◆ STORED DATA ◆
• • • •

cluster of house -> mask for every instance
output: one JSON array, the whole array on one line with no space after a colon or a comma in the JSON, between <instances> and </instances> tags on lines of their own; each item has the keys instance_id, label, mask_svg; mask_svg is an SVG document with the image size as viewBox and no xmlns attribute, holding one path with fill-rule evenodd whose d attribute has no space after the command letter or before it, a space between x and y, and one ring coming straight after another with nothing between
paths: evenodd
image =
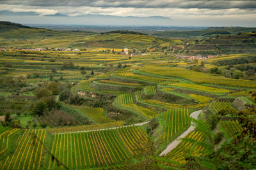
<instances>
[{"instance_id":1,"label":"cluster of house","mask_svg":"<svg viewBox=\"0 0 256 170\"><path fill-rule=\"evenodd\" d=\"M135 56L135 55L141 55L140 53L131 53L131 55L129 54L128 48L125 46L124 49L124 52L121 52L121 55L131 55L131 56Z\"/></svg>"},{"instance_id":2,"label":"cluster of house","mask_svg":"<svg viewBox=\"0 0 256 170\"><path fill-rule=\"evenodd\" d=\"M74 52L78 52L80 51L79 49L76 48L76 49L70 49L70 48L56 48L55 49L55 51L74 51Z\"/></svg>"},{"instance_id":3,"label":"cluster of house","mask_svg":"<svg viewBox=\"0 0 256 170\"><path fill-rule=\"evenodd\" d=\"M0 51L12 51L12 50L22 50L22 51L46 51L47 49L45 48L0 48ZM70 49L70 48L56 48L55 49L56 51L80 51L79 49Z\"/></svg>"},{"instance_id":4,"label":"cluster of house","mask_svg":"<svg viewBox=\"0 0 256 170\"><path fill-rule=\"evenodd\" d=\"M177 55L176 57L180 59L189 59L190 60L193 60L195 59L197 60L202 60L204 59L212 59L214 58L219 56L218 55L205 55L205 56L202 56L201 55L196 55L196 56L189 56L189 55Z\"/></svg>"}]
</instances>

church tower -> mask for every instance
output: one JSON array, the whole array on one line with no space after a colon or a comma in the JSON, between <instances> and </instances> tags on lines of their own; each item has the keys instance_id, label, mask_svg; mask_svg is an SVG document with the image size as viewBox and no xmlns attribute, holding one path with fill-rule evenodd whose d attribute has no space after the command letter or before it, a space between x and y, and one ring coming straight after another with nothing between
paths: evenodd
<instances>
[{"instance_id":1,"label":"church tower","mask_svg":"<svg viewBox=\"0 0 256 170\"><path fill-rule=\"evenodd\" d=\"M125 53L126 55L129 55L128 48L127 48L127 47L126 46L126 45L125 45L125 48L124 48L124 53Z\"/></svg>"}]
</instances>

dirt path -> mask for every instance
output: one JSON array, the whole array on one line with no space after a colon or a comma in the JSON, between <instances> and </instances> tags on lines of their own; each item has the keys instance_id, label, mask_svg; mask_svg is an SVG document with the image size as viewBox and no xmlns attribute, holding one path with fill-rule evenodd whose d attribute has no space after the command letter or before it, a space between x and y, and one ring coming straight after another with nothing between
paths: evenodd
<instances>
[{"instance_id":1,"label":"dirt path","mask_svg":"<svg viewBox=\"0 0 256 170\"><path fill-rule=\"evenodd\" d=\"M148 124L149 122L150 122L150 121L142 122L142 123L134 124L134 125L124 125L124 126L121 126L121 127L130 127L130 126L133 126L133 125L134 126L141 126L141 125L143 125L145 124ZM96 130L89 130L89 131L84 131L71 132L63 132L63 133L52 134L81 133L81 132L92 132L92 131L105 131L105 130L109 130L109 129L117 129L117 128L121 127L111 127L111 128L100 129L96 129Z\"/></svg>"},{"instance_id":2,"label":"dirt path","mask_svg":"<svg viewBox=\"0 0 256 170\"><path fill-rule=\"evenodd\" d=\"M190 117L198 119L199 114L201 113L202 110L198 110L196 111L193 112L190 115ZM162 152L162 153L160 153L159 156L163 156L164 155L166 155L169 152L174 149L180 143L181 141L181 139L184 138L190 132L194 131L195 129L195 126L191 124L191 125L182 134L180 134L179 136L178 136L175 139L172 141L170 143L167 145L166 148L164 150L164 151Z\"/></svg>"}]
</instances>

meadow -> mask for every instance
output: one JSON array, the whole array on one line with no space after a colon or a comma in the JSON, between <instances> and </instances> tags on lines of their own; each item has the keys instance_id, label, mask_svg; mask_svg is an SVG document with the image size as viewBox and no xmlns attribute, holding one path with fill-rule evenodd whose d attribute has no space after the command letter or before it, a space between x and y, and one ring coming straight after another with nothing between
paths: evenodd
<instances>
[{"instance_id":1,"label":"meadow","mask_svg":"<svg viewBox=\"0 0 256 170\"><path fill-rule=\"evenodd\" d=\"M204 169L221 152L255 146L253 54L189 60L172 46L193 39L131 32L22 27L0 38L1 169ZM223 39L214 39L199 43ZM121 54L125 46L132 55ZM252 162L253 151L241 161Z\"/></svg>"}]
</instances>

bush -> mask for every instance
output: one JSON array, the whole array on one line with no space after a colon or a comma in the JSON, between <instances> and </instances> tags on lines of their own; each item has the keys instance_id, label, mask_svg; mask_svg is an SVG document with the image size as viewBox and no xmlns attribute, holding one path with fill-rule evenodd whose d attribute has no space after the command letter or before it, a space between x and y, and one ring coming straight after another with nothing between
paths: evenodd
<instances>
[{"instance_id":1,"label":"bush","mask_svg":"<svg viewBox=\"0 0 256 170\"><path fill-rule=\"evenodd\" d=\"M43 97L48 97L52 96L52 93L45 88L39 89L36 93L36 98L40 99Z\"/></svg>"},{"instance_id":2,"label":"bush","mask_svg":"<svg viewBox=\"0 0 256 170\"><path fill-rule=\"evenodd\" d=\"M60 87L58 84L55 81L51 82L46 87L50 90L53 95L58 95L60 93Z\"/></svg>"},{"instance_id":3,"label":"bush","mask_svg":"<svg viewBox=\"0 0 256 170\"><path fill-rule=\"evenodd\" d=\"M74 68L75 64L72 60L63 61L63 68Z\"/></svg>"}]
</instances>

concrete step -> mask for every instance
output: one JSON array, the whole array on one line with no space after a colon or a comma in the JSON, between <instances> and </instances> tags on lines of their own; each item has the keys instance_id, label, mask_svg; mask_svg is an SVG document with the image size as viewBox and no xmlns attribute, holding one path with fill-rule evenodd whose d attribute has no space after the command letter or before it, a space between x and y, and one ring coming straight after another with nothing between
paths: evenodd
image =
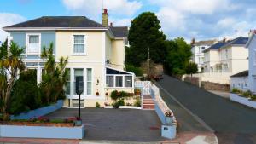
<instances>
[{"instance_id":1,"label":"concrete step","mask_svg":"<svg viewBox=\"0 0 256 144\"><path fill-rule=\"evenodd\" d=\"M154 107L154 104L143 104L143 107Z\"/></svg>"},{"instance_id":2,"label":"concrete step","mask_svg":"<svg viewBox=\"0 0 256 144\"><path fill-rule=\"evenodd\" d=\"M143 110L154 110L154 107L143 107Z\"/></svg>"},{"instance_id":3,"label":"concrete step","mask_svg":"<svg viewBox=\"0 0 256 144\"><path fill-rule=\"evenodd\" d=\"M143 101L145 104L154 104L154 101Z\"/></svg>"}]
</instances>

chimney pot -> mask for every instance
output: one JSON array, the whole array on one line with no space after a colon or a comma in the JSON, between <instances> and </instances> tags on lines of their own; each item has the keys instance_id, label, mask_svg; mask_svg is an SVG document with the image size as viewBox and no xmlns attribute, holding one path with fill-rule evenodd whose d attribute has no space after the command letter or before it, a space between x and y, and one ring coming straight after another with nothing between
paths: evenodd
<instances>
[{"instance_id":1,"label":"chimney pot","mask_svg":"<svg viewBox=\"0 0 256 144\"><path fill-rule=\"evenodd\" d=\"M104 14L107 14L107 13L108 13L108 9L104 9Z\"/></svg>"}]
</instances>

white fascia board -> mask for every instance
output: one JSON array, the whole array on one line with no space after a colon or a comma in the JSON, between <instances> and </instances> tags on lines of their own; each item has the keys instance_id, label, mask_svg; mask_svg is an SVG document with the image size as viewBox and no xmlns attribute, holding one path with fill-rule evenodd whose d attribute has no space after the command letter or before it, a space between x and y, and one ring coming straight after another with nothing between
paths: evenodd
<instances>
[{"instance_id":1,"label":"white fascia board","mask_svg":"<svg viewBox=\"0 0 256 144\"><path fill-rule=\"evenodd\" d=\"M86 31L107 31L107 27L3 27L4 31L57 31L57 30L86 30Z\"/></svg>"},{"instance_id":2,"label":"white fascia board","mask_svg":"<svg viewBox=\"0 0 256 144\"><path fill-rule=\"evenodd\" d=\"M248 47L249 47L251 42L252 42L253 39L254 38L254 36L255 36L255 34L253 33L253 34L249 37L248 42L247 42L247 43L246 43L246 45L245 45L246 48L248 48Z\"/></svg>"}]
</instances>

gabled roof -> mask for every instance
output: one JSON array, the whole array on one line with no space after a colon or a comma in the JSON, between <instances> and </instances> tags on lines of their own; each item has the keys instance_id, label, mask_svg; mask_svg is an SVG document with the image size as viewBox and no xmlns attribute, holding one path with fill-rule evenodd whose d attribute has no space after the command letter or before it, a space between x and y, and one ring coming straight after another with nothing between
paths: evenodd
<instances>
[{"instance_id":1,"label":"gabled roof","mask_svg":"<svg viewBox=\"0 0 256 144\"><path fill-rule=\"evenodd\" d=\"M248 76L248 70L246 70L239 73L234 74L230 77L247 77L247 76Z\"/></svg>"},{"instance_id":2,"label":"gabled roof","mask_svg":"<svg viewBox=\"0 0 256 144\"><path fill-rule=\"evenodd\" d=\"M109 26L109 29L115 37L128 37L127 26Z\"/></svg>"},{"instance_id":3,"label":"gabled roof","mask_svg":"<svg viewBox=\"0 0 256 144\"><path fill-rule=\"evenodd\" d=\"M222 48L229 47L232 45L245 45L247 43L248 39L249 39L248 37L239 37L236 39L233 39L226 43L226 44L224 44Z\"/></svg>"},{"instance_id":4,"label":"gabled roof","mask_svg":"<svg viewBox=\"0 0 256 144\"><path fill-rule=\"evenodd\" d=\"M216 40L207 40L207 41L199 41L195 42L195 46L201 46L201 45L212 45Z\"/></svg>"},{"instance_id":5,"label":"gabled roof","mask_svg":"<svg viewBox=\"0 0 256 144\"><path fill-rule=\"evenodd\" d=\"M3 29L30 27L106 28L102 24L93 21L85 16L43 16L6 26Z\"/></svg>"},{"instance_id":6,"label":"gabled roof","mask_svg":"<svg viewBox=\"0 0 256 144\"><path fill-rule=\"evenodd\" d=\"M204 50L204 52L208 51L208 50L218 50L219 48L224 46L225 43L224 43L224 42L218 42L217 43L212 45L211 47L209 47L208 49Z\"/></svg>"}]
</instances>

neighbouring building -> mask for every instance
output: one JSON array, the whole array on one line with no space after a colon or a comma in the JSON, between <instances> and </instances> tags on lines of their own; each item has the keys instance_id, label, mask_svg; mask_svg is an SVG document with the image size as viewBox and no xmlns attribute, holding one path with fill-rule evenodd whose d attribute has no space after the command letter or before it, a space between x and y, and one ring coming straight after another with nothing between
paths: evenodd
<instances>
[{"instance_id":1,"label":"neighbouring building","mask_svg":"<svg viewBox=\"0 0 256 144\"><path fill-rule=\"evenodd\" d=\"M246 47L249 49L249 90L256 93L256 30L250 31Z\"/></svg>"},{"instance_id":2,"label":"neighbouring building","mask_svg":"<svg viewBox=\"0 0 256 144\"><path fill-rule=\"evenodd\" d=\"M230 76L230 89L248 90L248 70Z\"/></svg>"},{"instance_id":3,"label":"neighbouring building","mask_svg":"<svg viewBox=\"0 0 256 144\"><path fill-rule=\"evenodd\" d=\"M248 49L245 47L247 41L248 37L239 37L205 50L205 72L233 75L248 70Z\"/></svg>"},{"instance_id":4,"label":"neighbouring building","mask_svg":"<svg viewBox=\"0 0 256 144\"><path fill-rule=\"evenodd\" d=\"M219 72L219 49L225 44L225 42L218 42L207 49L204 50L204 72Z\"/></svg>"},{"instance_id":5,"label":"neighbouring building","mask_svg":"<svg viewBox=\"0 0 256 144\"><path fill-rule=\"evenodd\" d=\"M76 76L84 78L84 107L95 107L96 102L103 106L105 94L113 89L133 92L134 74L124 71L128 27L108 26L107 9L102 13L102 24L85 16L43 16L3 29L9 32L9 41L26 47L23 61L27 69L37 70L38 83L44 71L40 58L44 45L54 43L56 62L61 56L68 56L69 80L64 102L67 107L79 105Z\"/></svg>"},{"instance_id":6,"label":"neighbouring building","mask_svg":"<svg viewBox=\"0 0 256 144\"><path fill-rule=\"evenodd\" d=\"M204 72L203 63L204 63L204 53L203 51L207 49L210 46L214 44L216 40L207 40L195 42L195 39L191 42L191 52L192 57L191 61L197 64L198 72Z\"/></svg>"}]
</instances>

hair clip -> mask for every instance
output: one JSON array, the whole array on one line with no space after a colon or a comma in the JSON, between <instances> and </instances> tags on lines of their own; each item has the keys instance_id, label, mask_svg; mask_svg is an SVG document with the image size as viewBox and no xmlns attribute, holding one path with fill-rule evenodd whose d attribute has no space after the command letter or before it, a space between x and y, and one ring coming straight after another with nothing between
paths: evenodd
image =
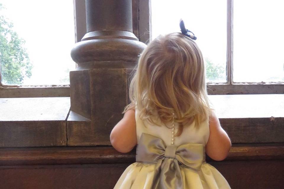
<instances>
[{"instance_id":1,"label":"hair clip","mask_svg":"<svg viewBox=\"0 0 284 189\"><path fill-rule=\"evenodd\" d=\"M181 33L184 35L194 40L197 39L197 38L195 37L193 32L185 28L185 27L184 26L184 22L182 19L181 19L180 20L180 28Z\"/></svg>"}]
</instances>

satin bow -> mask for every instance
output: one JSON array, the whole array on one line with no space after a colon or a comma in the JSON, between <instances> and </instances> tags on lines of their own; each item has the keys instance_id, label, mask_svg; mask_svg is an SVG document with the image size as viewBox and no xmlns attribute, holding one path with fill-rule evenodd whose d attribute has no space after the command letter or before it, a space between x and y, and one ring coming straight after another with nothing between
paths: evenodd
<instances>
[{"instance_id":1,"label":"satin bow","mask_svg":"<svg viewBox=\"0 0 284 189\"><path fill-rule=\"evenodd\" d=\"M205 161L202 144L186 143L166 146L161 139L143 133L136 147L136 161L156 163L151 188L183 188L179 163L200 170Z\"/></svg>"}]
</instances>

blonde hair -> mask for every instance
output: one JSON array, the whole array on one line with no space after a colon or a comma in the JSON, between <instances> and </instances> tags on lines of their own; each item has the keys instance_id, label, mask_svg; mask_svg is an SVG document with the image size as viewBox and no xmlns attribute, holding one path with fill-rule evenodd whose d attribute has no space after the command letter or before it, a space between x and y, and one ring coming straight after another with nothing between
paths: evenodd
<instances>
[{"instance_id":1,"label":"blonde hair","mask_svg":"<svg viewBox=\"0 0 284 189\"><path fill-rule=\"evenodd\" d=\"M137 106L139 115L155 125L195 121L198 126L211 114L202 54L196 44L181 33L160 35L140 56L130 83L131 102L123 113Z\"/></svg>"}]
</instances>

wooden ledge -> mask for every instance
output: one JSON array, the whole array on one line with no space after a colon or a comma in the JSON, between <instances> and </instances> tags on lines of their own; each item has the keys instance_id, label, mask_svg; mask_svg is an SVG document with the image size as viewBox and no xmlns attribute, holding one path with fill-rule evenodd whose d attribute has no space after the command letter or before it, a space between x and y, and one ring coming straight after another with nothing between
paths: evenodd
<instances>
[{"instance_id":1,"label":"wooden ledge","mask_svg":"<svg viewBox=\"0 0 284 189\"><path fill-rule=\"evenodd\" d=\"M111 147L0 149L0 165L131 163L136 150L120 153ZM284 159L284 144L232 147L224 161ZM206 157L207 161L212 161Z\"/></svg>"},{"instance_id":2,"label":"wooden ledge","mask_svg":"<svg viewBox=\"0 0 284 189\"><path fill-rule=\"evenodd\" d=\"M209 98L232 143L284 142L284 94ZM0 98L0 148L110 146L108 136L119 121L74 116L68 97Z\"/></svg>"}]
</instances>

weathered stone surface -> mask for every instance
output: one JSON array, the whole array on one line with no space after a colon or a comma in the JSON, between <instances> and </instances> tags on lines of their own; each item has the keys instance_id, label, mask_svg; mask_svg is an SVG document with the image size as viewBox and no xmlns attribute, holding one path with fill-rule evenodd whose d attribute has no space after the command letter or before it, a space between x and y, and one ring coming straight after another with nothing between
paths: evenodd
<instances>
[{"instance_id":1,"label":"weathered stone surface","mask_svg":"<svg viewBox=\"0 0 284 189\"><path fill-rule=\"evenodd\" d=\"M78 103L78 106L75 107L72 106L72 102L71 110L78 113L76 111L81 107L88 105L90 117L86 114L86 118L91 121L84 123L68 118L68 145L110 145L110 132L122 117L121 113L129 102L128 82L132 70L94 69L83 71L75 71L72 74L75 78L80 78L80 74L85 74L87 72L89 82L82 84L88 86L83 87L89 89L90 93L78 95L79 91L72 90L71 97L75 103L82 101L90 101L91 103L88 104L84 102L81 107Z\"/></svg>"}]
</instances>

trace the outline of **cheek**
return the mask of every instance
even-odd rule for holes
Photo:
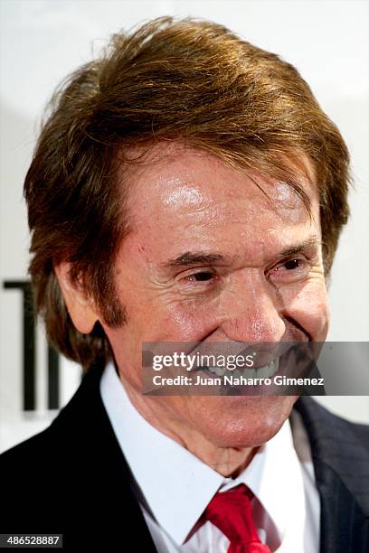
[[[293,317],[315,342],[324,342],[329,325],[326,283],[313,278],[294,294],[284,297],[287,314]]]

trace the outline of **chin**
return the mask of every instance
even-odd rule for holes
[[[219,447],[243,448],[257,447],[272,438],[289,417],[298,396],[213,399],[218,408],[202,414],[203,435]]]

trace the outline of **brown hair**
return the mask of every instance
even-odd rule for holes
[[[53,265],[72,262],[111,326],[124,323],[112,267],[128,232],[118,169],[128,146],[180,140],[241,169],[283,179],[306,202],[296,164],[316,172],[323,255],[329,273],[348,216],[349,156],[336,126],[298,70],[226,28],[159,18],[113,35],[101,57],[72,73],[52,98],[24,183],[35,304],[47,333],[88,366],[109,354],[102,327],[80,333]],[[295,169],[292,169],[292,167]]]

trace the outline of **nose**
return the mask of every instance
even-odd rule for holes
[[[222,329],[232,341],[279,342],[286,333],[283,305],[273,286],[256,269],[240,270],[222,298]]]

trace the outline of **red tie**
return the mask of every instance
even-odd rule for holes
[[[228,492],[218,492],[204,511],[204,517],[231,541],[228,553],[270,553],[261,543],[252,520],[251,492],[241,484]]]

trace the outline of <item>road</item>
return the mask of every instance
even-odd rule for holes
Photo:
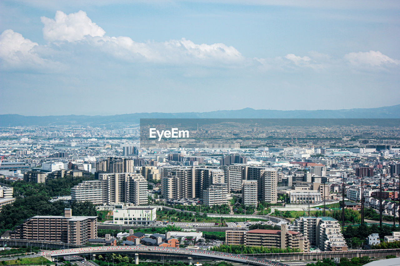
[[[184,248],[169,248],[158,246],[146,246],[143,245],[120,246],[100,247],[90,247],[70,249],[48,250],[41,252],[41,254],[46,257],[57,258],[59,256],[104,254],[112,253],[140,253],[148,255],[170,254],[177,256],[196,257],[202,259],[227,260],[240,263],[246,263],[261,266],[286,266],[286,264],[267,259],[258,258],[249,256],[246,255],[240,255],[217,251],[192,249]],[[250,256],[250,255],[249,255]]]

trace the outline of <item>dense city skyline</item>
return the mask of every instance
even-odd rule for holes
[[[0,113],[339,109],[400,102],[394,1],[0,5]],[[38,108],[41,101],[46,104]]]

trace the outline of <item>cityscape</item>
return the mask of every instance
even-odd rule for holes
[[[400,265],[399,11],[0,2],[0,265]]]

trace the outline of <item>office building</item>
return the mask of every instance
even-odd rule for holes
[[[309,190],[289,192],[290,203],[295,204],[304,204],[309,202],[315,203],[321,201],[321,193],[319,191]]]
[[[156,222],[156,208],[130,207],[115,208],[112,211],[113,223],[116,224],[152,224]]]
[[[242,200],[246,206],[257,205],[257,181],[243,180],[242,186]]]
[[[71,209],[64,216],[34,216],[12,231],[12,238],[44,240],[84,245],[97,238],[97,216],[72,216]]]
[[[26,182],[45,183],[47,174],[38,171],[28,171],[24,174],[24,180]]]

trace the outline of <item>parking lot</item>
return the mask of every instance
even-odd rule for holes
[[[198,226],[216,226],[219,225],[216,225],[214,222],[176,222],[173,223],[168,222],[168,224],[164,224],[161,221],[157,221],[155,225],[156,226],[166,226],[167,225],[173,225],[180,227],[197,227]]]
[[[233,227],[238,228],[238,229],[247,229],[248,228],[254,224],[269,224],[270,225],[275,225],[275,223],[269,221],[268,222],[237,222],[227,223],[227,225],[229,227]]]

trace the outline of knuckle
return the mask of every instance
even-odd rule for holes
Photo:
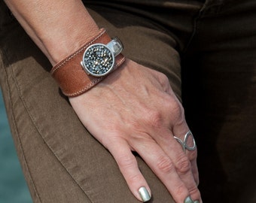
[[[168,174],[175,170],[172,161],[166,156],[162,156],[157,163],[157,168],[163,173]]]
[[[181,159],[179,159],[176,168],[178,173],[180,174],[184,174],[191,170],[190,161],[187,156],[184,155]]]
[[[177,197],[182,197],[186,190],[187,189],[184,185],[181,183],[175,186],[175,188],[174,189],[174,194],[175,194]]]

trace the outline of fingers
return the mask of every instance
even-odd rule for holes
[[[111,146],[107,147],[116,160],[130,189],[139,201],[149,201],[151,198],[150,188],[127,142],[118,138],[111,143]]]
[[[200,193],[194,178],[197,174],[192,173],[192,167],[196,162],[192,165],[189,156],[170,132],[160,132],[158,135],[160,136],[155,139],[155,144],[152,144],[148,147],[139,147],[138,149],[135,148],[136,150],[166,186],[176,202],[184,202],[181,201],[188,196],[193,200],[200,199]],[[194,171],[197,171],[197,168]]]
[[[177,173],[174,162],[156,142],[145,143],[142,145],[135,142],[135,150],[166,186],[175,202],[184,202],[190,197],[190,191]]]

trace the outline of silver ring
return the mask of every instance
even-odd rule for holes
[[[187,140],[189,138],[189,137],[191,137],[192,138],[192,140],[193,140],[193,146],[192,147],[190,147],[187,144]],[[190,131],[188,131],[184,138],[184,141],[181,141],[180,138],[175,137],[175,136],[173,136],[173,138],[175,138],[176,139],[176,141],[180,144],[181,144],[182,146],[182,149],[184,151],[185,151],[186,150],[190,150],[190,151],[193,151],[196,148],[197,148],[197,144],[196,144],[196,141],[193,136],[193,134]]]

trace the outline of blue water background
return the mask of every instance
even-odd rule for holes
[[[31,203],[0,89],[0,203]]]

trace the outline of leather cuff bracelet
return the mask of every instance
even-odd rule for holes
[[[78,50],[57,63],[50,71],[64,95],[79,95],[120,66],[125,60],[123,45],[111,39],[104,29]]]

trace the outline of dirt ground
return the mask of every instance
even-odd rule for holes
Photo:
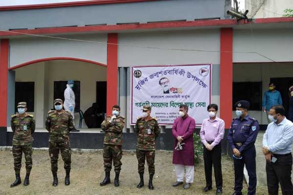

• • • •

◆ PROBLEM TO WORK ON ◆
From the records above, pull out each line that contains the string "chimney" and copy it unchanged, treating uppercase and lowercase as different.

◆ SOLUTION TO THE PROBLEM ◆
chimney pot -> mask for every instance
[{"instance_id":1,"label":"chimney pot","mask_svg":"<svg viewBox=\"0 0 256 144\"><path fill-rule=\"evenodd\" d=\"M104 14L107 14L107 13L108 13L108 9L104 9Z\"/></svg>"}]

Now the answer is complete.